Your goal:
Please copy the data below word for word, starting at the line that contains "on the grey" and running through the final line of the data, both included. Copy nothing else.

Records from a point annotation dataset:
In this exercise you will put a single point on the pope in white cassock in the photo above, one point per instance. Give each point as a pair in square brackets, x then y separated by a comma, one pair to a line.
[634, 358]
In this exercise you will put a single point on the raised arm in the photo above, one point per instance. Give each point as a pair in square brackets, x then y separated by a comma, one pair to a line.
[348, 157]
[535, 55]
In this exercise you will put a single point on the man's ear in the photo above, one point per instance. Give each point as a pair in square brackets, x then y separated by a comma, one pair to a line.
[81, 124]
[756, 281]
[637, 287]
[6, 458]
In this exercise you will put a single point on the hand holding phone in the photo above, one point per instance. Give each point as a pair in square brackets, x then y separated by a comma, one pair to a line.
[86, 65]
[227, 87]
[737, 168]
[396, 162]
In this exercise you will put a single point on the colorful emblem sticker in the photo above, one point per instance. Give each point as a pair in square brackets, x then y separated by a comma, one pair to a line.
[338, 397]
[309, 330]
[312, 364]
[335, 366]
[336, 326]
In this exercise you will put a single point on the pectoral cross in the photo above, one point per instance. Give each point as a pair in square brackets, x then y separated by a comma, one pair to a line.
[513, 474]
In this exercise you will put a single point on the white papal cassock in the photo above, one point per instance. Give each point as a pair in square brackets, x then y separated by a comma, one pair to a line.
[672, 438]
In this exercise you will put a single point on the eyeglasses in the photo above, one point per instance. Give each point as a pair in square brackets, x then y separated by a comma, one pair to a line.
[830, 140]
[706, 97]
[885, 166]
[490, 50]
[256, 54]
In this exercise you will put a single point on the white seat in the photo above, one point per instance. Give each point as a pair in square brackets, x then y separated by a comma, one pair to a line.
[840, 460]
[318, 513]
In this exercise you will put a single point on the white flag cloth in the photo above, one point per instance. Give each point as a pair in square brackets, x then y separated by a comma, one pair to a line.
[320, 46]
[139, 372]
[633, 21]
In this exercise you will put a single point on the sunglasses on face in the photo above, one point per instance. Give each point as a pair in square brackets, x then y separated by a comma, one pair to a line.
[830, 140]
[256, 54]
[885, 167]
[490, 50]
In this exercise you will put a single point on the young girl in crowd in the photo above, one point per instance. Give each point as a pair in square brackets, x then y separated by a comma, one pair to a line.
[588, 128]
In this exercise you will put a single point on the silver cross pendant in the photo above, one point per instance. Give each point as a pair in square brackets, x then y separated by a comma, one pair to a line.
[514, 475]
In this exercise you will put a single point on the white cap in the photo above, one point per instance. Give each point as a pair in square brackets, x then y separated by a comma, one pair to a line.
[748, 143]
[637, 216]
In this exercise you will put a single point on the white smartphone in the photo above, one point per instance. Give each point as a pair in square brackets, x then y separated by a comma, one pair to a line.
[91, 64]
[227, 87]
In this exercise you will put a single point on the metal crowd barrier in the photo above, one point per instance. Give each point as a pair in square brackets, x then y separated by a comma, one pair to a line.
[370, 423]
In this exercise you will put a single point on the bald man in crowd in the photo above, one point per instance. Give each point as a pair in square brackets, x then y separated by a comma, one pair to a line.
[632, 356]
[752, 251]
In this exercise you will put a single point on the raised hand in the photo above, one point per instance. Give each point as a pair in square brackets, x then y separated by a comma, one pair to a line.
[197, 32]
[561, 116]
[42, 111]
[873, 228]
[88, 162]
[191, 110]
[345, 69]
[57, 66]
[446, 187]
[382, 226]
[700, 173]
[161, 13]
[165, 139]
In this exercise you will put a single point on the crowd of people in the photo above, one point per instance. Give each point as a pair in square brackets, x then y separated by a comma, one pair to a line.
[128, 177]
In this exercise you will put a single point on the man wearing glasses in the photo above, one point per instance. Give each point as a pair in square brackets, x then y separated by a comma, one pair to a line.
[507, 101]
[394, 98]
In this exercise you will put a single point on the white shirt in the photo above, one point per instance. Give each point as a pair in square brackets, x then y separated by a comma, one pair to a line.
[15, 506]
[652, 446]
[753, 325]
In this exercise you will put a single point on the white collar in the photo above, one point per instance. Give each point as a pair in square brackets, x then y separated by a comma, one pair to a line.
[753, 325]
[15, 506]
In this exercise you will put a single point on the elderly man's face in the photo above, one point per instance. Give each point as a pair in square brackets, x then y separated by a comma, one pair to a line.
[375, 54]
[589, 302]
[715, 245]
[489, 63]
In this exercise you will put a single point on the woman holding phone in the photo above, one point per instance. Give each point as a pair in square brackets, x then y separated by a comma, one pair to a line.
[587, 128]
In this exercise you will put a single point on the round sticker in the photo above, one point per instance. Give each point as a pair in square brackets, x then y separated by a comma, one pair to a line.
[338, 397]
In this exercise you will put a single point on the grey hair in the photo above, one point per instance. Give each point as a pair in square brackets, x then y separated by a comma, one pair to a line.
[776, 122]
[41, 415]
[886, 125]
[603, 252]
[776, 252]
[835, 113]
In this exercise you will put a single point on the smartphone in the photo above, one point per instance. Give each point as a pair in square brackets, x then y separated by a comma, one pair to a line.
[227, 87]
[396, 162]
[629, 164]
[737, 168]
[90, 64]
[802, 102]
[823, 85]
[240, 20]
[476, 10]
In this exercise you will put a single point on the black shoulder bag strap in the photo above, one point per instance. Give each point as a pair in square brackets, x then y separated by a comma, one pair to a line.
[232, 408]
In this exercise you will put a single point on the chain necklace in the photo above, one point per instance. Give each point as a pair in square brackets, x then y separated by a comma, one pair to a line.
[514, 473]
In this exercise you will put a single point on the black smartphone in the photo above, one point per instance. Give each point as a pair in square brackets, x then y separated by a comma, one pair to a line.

Finished task:
In this exercise you will put a single point on the grey hair in the photo above, one point per instance. Give each point as a pair in square brackets, x then y separated by a comma, one pair to a line.
[776, 122]
[41, 415]
[886, 125]
[603, 252]
[776, 252]
[835, 113]
In this exercise you will put a single point on the smartphone in the photo above, one point per instance. Give each point as a pair in square brackets, x then y separated by a comma, one pair to a line.
[227, 87]
[396, 162]
[629, 164]
[737, 168]
[90, 64]
[802, 102]
[823, 85]
[240, 20]
[476, 10]
In this exercise you will put a single point on the black shoulder bag strap in the photo above, one point per instance. Give each point as a pair in square brackets, x then y separated by a comma, one pair to a line.
[232, 408]
In this exercise you will put a single point on the chain necklace in the photo above, one point per instance. Give each point as a pair in square brackets, x then y separated by a comma, one pair to a line.
[514, 473]
In this exercise you will put a single point on the black smartphone in the photo above, one point per instance. Give each point as a pair in square brackets, x then y separated by a comma, one pair to a line.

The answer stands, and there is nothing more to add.